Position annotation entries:
·····

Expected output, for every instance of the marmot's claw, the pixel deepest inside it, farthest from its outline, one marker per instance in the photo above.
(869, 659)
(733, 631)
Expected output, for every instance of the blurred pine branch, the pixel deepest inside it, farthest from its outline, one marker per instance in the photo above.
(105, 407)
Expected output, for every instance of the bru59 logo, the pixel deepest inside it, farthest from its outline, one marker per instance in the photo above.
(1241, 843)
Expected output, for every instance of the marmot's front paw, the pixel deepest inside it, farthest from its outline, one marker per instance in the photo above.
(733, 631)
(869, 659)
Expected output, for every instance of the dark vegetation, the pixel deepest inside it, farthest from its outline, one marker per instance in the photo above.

·····

* [CHALLENGE] Could you write out every one of the entries above word for word, keeping them in the same order?

* [COMPLETED TASK]
Expected output, for every instance of the marmot's claw, the pixel deepest inside it, farthest from its outline, one marker per instance in the photo above.
(869, 659)
(733, 631)
Expected output, for every instance of the blurred pine branch, the pixel deepest inside it, farthest from its outline, one marker per instance in the photo above.
(105, 407)
Expected output, for every instance of the bru59 logo, the pixel deepest inside it, farthest from its outline, one marker per instance in the photo above.
(1241, 843)
Expected output, for every instance of the marmot's front paw, the pixel deepest inside it, farthest from its outline, one marker per instance in the photo above.
(733, 631)
(869, 659)
Expected output, for every instance of the dark vegetation, the pixel deepest inside it, farthest from its outline, one marker per instance in the photo above.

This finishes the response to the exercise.